● GIVEN TASK 1
Answer these questions from the forum post on vector subtraction code below.
(a) Which Visual Studio release generated the console project?
(b) What value is assigned to lineSize?
(c) By how much does the loop variable i increase on each pass?

● PASSAGE SHOWN
Reputation: 6287
Tried the following vector subtraction code with a console project generated by VS2012 Update 1. I didn't really touch the default options other than disabling global optimizations and enabling assembler listings.
Compiled with x64 release configuration on Windows 7 x64 SP1.
#include <stdio.h>
#include <tchar.h>
#include <emmintrin.h>
typedef unsigned short ushort;
typedef unsigned int uint;
void print(__m128i i)
{
auto& arr = i.m128i_u16;
printf("[%d %d %d %d %d %d %d %d]\n", arr[0], arr[1], arr[2], arr[3], arr[4], arr[5], arr[6], arr[7]);
}
int _tmain(int argc, _TCHAR* argv[])
{
const int lineSize = 912;
ushort input[lineSize];
ushort vals[lineSize];
// printf("%X %X\n", input, vals); // note this one
for (uint i=0; i<lineSize; i+=8)
{
__m128i vecinput = _mm_loadu_si128((__m128i*) &input[i]);
__m128i vecvals = _mm_loadu_si128((__m128i*) &vals[i]);
__m128i output = _mm_subs_epu16(vecinput, vecvals);
print(output);
printf("===\n");
}
return 0;
}
Generated assembly in release mode:
; 20 : const int lineSize = 912;
; 21 : ushort input[lineSize];
; 22 : ushort vals[lineSize];
; without printf
; 23 : // printf("%X %X\n", input, vals);
; with printf
; 23 : printf("%X %X\n", input, vals);
lea r8, QWORD PTR vals$[rsp]
lea rdx, QWORD PTR input$[rsp]
lea rcx, OFFSET FLAT:??_C@_06NBKGFLKK@?$CFX?5?$CFX?6?$AA@
call QWORD PTR __imp_printf
; 24 :
; 25 : for (uint i=0; i<lineSize; i+=8)

● RAW DATA
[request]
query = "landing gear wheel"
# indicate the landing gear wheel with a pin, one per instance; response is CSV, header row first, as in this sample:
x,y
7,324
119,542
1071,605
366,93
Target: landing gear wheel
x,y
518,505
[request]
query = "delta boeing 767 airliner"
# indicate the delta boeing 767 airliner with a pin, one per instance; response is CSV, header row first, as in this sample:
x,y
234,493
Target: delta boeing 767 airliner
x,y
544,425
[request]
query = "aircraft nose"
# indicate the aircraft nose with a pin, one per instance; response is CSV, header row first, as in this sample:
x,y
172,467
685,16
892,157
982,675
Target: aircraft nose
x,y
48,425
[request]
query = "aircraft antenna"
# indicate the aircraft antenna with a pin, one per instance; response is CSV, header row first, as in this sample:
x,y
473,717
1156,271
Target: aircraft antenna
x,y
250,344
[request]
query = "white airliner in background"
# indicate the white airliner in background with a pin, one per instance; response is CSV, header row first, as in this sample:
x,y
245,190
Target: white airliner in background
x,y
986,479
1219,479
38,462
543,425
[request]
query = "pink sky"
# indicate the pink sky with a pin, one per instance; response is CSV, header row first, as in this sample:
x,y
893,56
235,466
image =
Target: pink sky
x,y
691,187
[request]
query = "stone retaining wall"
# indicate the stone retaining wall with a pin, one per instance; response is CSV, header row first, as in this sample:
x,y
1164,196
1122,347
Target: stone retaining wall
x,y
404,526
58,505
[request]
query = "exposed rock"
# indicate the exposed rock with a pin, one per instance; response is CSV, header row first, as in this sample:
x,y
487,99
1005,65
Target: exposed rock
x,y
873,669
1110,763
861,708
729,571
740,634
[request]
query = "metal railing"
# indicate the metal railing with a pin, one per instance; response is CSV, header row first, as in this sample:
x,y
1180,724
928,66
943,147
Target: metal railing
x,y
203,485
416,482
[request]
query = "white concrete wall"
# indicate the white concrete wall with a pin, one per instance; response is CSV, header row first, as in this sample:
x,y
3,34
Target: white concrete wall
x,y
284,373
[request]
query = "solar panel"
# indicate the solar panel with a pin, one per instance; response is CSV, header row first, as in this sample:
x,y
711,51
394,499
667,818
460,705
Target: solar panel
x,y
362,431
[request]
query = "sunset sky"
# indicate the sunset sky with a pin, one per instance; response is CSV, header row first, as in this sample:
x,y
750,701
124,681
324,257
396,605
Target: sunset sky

● GIVEN TASK 2
Please locate every line in the rows above that contains the string "aircraft", matching case, and copy each of those lines out.

● SOLUTION 1
(a) VS2012 Update 1
(b) 912
(c) 8

● SOLUTION 2
query = "aircraft nose"
# indicate the aircraft nose with a pin, one per instance; response is CSV, header row first, as in this sample:
Target: aircraft nose
query = "aircraft antenna"
# indicate the aircraft antenna with a pin, one per instance; response is CSV, header row first, as in this sample:
Target: aircraft antenna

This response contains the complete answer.